# [Brano scelto]
========================================

(Gv. 6, 48-52)
Penso che tutti sono
d’accordo quando si dice che mangiare, prendere un pasto insieme, sedersi
intorno ad una tavola per un buon pranzetto, è una delle azione piu normali, ma
anche una delle esperienze più gratificanti, più soddisfacenti e, senz’altro, più profonde della
nostra vita. Il mangiare non è soltanto un fenomeno fisiologico, ma è anche e
soprattuto un' esperienza emozionale, psicologica e spirituale, che noi ne
siamo coscienti o no. Qual’é il primo momento in cui noi, come essere umani, abbiamo
fatto la prima esperienza dell’amore? Quando, neonati, ci siamo attaccati per
la prima volta al seno materno per la nostra prima poppata. Il bambimo entra
nel mondo gridando e piangendo, spaventato, perduto, solo, separato per sempre
dalla sicurezza e dal calore del corpo materno con il quale fino allora non aveva
fatto che una cosa sola. Ma quando il bambino è allattato, ecco che a contatto
con il seno materno, si sente nuovamente unito alla madre, si sente nuovamente accettato,
sostenuto, cullato, protetto dalla tenerezza e dall’amore materno. Mentre
riceve il suo cibo, mentre si nutre, il neonato vive nel medesimo tempo una
esperienza unica di comunione, d’intimità e d‘amore. E da quel momento in poi
il subconscio di ogni essere umano associerà sempre il mangiare, il nutrirsi, a
qualche cosa di molto più profondo del semplice fatto d’ingurgitare del cibo. Il
cibo, il nutrimento, il pane diventano segno, simbolo dell’amore. E queste due
realtà non saranno mai piu separate.

========================================

# [Obiettivo indicato 1]
Rispondi a queste domande sul brano dedicato al mangiare:
(a) Oltre che un fenomeno fisiologico, che tipo di esperienza è il mangiare?
(b) In quale momento, come esseri umani, abbiamo fatto la prima esperienza dell'amore?
(c) Di che cosa diventano segno e simbolo il cibo, il nutrimento e il pane?

========================================

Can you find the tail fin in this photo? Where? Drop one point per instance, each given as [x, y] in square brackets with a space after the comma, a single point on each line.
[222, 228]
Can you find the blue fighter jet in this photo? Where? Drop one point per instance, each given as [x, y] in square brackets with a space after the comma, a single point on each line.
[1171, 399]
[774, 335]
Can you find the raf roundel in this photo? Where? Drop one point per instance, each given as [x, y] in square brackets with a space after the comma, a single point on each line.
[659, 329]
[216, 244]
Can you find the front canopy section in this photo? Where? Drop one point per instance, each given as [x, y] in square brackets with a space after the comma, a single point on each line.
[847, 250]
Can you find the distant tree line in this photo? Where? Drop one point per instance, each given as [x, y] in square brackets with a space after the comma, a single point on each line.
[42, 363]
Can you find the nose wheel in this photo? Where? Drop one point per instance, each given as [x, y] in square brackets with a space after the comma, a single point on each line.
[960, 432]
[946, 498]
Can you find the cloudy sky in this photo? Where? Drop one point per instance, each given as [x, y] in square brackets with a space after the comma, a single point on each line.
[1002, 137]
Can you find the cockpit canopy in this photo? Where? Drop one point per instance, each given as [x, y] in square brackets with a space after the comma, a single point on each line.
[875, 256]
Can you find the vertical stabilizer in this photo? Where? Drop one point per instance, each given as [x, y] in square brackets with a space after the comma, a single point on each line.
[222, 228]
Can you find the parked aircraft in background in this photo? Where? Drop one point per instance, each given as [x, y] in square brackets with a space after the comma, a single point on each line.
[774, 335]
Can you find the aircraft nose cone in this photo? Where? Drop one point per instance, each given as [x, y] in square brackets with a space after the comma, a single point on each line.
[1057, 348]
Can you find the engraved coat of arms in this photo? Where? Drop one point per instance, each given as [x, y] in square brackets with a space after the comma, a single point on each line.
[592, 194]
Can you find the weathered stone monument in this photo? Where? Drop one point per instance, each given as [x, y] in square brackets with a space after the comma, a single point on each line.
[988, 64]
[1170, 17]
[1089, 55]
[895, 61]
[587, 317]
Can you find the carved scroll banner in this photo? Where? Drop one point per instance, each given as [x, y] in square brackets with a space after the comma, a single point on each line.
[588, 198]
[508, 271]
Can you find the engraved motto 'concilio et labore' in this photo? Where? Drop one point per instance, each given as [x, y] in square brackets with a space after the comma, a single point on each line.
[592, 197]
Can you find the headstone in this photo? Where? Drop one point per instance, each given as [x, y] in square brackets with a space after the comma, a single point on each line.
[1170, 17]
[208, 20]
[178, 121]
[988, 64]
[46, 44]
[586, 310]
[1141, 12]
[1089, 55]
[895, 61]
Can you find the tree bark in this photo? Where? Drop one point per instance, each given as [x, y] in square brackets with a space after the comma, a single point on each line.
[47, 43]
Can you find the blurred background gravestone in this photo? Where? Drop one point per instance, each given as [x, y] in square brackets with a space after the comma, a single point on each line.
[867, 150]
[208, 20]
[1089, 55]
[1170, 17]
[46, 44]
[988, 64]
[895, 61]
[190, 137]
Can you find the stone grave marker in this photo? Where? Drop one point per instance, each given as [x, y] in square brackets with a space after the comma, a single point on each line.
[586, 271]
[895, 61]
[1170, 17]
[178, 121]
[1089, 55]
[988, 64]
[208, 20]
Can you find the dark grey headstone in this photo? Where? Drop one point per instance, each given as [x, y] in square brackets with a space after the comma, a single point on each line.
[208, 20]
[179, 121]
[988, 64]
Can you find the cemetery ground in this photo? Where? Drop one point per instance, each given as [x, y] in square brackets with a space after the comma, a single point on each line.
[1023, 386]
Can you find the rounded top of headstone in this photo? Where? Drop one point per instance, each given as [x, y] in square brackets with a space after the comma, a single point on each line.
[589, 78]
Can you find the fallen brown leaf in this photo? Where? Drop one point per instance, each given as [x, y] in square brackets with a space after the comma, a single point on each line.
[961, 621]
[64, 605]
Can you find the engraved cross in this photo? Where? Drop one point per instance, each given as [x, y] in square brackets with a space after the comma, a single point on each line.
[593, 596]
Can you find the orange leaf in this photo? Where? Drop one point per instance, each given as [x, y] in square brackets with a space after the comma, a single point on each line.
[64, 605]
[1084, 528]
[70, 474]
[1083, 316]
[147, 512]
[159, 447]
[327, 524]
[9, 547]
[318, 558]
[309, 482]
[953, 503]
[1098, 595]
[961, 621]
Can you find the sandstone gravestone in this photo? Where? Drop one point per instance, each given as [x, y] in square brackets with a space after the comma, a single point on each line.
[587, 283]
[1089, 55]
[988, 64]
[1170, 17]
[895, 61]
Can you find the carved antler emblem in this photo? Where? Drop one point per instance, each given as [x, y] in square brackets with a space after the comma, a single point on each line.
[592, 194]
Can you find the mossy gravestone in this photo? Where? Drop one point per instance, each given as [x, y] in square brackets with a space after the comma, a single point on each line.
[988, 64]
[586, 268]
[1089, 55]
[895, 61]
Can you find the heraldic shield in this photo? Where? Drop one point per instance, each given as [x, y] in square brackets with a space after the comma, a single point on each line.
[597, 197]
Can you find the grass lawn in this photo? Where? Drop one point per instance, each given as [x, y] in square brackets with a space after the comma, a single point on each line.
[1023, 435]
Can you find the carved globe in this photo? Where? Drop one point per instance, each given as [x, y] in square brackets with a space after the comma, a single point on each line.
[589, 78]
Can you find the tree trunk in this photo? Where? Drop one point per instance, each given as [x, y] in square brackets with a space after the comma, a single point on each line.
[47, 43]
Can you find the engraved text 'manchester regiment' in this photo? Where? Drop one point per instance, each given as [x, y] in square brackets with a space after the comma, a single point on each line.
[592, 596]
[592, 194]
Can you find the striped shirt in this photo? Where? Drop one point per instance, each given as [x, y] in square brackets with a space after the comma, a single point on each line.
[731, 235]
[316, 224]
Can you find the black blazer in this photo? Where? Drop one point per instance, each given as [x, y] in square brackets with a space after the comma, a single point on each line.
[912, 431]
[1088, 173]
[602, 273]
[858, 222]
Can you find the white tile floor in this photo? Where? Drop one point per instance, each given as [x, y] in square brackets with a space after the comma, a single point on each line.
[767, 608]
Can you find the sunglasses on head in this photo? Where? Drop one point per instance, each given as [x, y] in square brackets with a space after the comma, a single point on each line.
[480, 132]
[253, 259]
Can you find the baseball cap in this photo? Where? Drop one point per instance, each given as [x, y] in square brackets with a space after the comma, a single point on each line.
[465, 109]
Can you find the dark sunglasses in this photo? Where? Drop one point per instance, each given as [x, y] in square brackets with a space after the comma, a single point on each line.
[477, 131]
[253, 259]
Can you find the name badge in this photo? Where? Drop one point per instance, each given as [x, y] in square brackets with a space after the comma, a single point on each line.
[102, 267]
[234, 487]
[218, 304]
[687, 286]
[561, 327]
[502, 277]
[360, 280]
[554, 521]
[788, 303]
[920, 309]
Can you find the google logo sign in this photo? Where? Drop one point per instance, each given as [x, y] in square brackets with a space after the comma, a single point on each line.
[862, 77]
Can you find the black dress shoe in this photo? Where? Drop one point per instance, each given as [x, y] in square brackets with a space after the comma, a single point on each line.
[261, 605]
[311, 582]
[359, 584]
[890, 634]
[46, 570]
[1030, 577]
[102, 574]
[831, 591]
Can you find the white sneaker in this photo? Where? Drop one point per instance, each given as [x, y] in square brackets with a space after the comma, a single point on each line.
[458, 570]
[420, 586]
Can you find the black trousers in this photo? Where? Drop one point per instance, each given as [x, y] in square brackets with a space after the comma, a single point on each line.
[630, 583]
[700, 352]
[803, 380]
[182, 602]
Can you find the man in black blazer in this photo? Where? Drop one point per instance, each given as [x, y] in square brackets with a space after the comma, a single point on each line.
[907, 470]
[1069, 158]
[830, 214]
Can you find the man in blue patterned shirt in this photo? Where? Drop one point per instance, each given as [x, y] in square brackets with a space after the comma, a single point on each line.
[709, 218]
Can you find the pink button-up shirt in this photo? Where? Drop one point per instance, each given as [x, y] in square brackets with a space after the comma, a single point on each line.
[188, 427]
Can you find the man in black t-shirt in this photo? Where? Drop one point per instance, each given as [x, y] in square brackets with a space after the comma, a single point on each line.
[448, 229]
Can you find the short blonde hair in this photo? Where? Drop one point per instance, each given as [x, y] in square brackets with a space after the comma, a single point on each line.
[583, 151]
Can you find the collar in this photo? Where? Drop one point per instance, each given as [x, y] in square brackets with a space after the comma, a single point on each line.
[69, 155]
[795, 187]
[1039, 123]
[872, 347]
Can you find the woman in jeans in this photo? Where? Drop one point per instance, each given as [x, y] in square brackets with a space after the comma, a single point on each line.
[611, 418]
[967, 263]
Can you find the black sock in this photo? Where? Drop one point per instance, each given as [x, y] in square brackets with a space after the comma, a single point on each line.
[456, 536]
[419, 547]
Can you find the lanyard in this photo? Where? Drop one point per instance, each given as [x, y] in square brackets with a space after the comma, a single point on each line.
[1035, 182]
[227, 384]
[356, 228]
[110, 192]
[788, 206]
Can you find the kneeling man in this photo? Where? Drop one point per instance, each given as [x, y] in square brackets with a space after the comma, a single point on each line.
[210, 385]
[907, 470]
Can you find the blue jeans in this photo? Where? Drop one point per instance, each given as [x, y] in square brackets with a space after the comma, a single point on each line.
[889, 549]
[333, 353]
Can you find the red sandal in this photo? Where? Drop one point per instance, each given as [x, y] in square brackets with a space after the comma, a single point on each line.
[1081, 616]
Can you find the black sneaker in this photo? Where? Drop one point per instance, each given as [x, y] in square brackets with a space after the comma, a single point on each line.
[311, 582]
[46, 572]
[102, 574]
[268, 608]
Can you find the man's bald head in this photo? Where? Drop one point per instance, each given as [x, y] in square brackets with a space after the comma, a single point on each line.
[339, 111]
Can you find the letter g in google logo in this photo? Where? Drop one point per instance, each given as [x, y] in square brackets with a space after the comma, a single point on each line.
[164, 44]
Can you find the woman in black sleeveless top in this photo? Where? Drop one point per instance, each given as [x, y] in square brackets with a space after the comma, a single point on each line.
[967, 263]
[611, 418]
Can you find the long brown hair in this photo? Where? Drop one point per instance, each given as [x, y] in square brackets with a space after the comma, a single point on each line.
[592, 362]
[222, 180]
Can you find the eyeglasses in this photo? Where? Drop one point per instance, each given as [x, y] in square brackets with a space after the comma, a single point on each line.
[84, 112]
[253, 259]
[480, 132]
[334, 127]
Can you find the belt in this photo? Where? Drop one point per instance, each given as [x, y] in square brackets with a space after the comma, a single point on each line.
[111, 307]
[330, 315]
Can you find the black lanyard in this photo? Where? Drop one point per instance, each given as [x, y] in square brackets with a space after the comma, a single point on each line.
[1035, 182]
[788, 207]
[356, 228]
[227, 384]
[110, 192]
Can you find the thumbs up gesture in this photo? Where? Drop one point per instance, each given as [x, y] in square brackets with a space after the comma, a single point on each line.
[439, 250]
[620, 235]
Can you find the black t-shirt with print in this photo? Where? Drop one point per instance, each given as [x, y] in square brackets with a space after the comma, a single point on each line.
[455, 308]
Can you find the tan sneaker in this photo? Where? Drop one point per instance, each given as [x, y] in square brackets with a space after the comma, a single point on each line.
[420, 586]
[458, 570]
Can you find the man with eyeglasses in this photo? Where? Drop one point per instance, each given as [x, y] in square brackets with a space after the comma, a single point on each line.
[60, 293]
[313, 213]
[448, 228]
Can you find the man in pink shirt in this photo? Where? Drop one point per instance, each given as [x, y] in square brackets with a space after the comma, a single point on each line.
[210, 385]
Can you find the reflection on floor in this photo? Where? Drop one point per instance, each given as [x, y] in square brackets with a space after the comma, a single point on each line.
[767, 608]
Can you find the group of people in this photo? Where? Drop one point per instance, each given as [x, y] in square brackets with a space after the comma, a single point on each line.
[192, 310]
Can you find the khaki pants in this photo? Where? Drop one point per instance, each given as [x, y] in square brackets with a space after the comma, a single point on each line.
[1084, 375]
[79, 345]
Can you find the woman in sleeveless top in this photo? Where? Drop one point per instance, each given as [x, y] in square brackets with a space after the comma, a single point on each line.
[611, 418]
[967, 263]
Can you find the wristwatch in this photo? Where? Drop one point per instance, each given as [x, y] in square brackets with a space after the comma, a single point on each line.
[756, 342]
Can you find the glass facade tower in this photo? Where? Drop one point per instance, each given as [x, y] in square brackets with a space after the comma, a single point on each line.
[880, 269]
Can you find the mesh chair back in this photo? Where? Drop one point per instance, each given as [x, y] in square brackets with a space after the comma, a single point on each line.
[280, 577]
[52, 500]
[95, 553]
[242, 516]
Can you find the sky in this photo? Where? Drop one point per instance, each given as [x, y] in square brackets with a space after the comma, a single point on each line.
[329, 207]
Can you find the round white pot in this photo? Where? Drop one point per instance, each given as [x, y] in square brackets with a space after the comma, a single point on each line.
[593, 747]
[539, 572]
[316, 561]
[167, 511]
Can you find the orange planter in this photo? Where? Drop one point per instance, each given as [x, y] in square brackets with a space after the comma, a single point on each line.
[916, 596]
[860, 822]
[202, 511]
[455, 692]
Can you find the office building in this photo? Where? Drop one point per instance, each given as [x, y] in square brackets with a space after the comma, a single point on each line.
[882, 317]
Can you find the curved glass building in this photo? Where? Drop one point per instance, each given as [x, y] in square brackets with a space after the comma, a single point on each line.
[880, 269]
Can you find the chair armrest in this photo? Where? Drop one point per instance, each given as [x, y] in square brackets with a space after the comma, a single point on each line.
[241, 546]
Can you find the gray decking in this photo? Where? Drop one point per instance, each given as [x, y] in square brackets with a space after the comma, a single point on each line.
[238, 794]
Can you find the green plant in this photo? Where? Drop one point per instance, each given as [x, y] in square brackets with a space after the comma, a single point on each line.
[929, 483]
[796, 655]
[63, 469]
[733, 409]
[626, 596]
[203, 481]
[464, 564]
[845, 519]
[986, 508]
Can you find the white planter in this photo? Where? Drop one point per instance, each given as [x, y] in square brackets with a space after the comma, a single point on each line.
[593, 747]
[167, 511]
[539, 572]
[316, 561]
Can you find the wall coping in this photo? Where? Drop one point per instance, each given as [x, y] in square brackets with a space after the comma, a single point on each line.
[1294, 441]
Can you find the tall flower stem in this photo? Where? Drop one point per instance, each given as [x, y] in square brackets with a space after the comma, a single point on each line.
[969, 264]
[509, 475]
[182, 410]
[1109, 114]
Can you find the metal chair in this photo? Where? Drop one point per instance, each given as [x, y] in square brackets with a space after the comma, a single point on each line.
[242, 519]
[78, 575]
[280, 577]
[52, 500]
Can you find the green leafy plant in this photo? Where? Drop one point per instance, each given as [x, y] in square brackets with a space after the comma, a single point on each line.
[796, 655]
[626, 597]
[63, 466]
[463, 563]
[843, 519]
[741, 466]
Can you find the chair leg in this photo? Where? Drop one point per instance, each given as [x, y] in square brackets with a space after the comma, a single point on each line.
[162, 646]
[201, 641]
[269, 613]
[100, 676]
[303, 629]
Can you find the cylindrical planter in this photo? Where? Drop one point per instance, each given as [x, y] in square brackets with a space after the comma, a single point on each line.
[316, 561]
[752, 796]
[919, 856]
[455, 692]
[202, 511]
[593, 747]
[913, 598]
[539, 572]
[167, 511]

========================================

# [Obiettivo indicato 2]
Indica quante righe contengono la stringa "sunglasses". Maiuscole e minuscole contano. Scrivi solo il numero.

# [Risultato finale 1]
(a) Un'esperienza emozionale, psicologica e spirituale.
(b) Quando, neonati, ci siamo attaccati per la prima volta al seno materno per la nostra prima poppata.
(c) Dell'amore.

# [Risultato finale 2]
2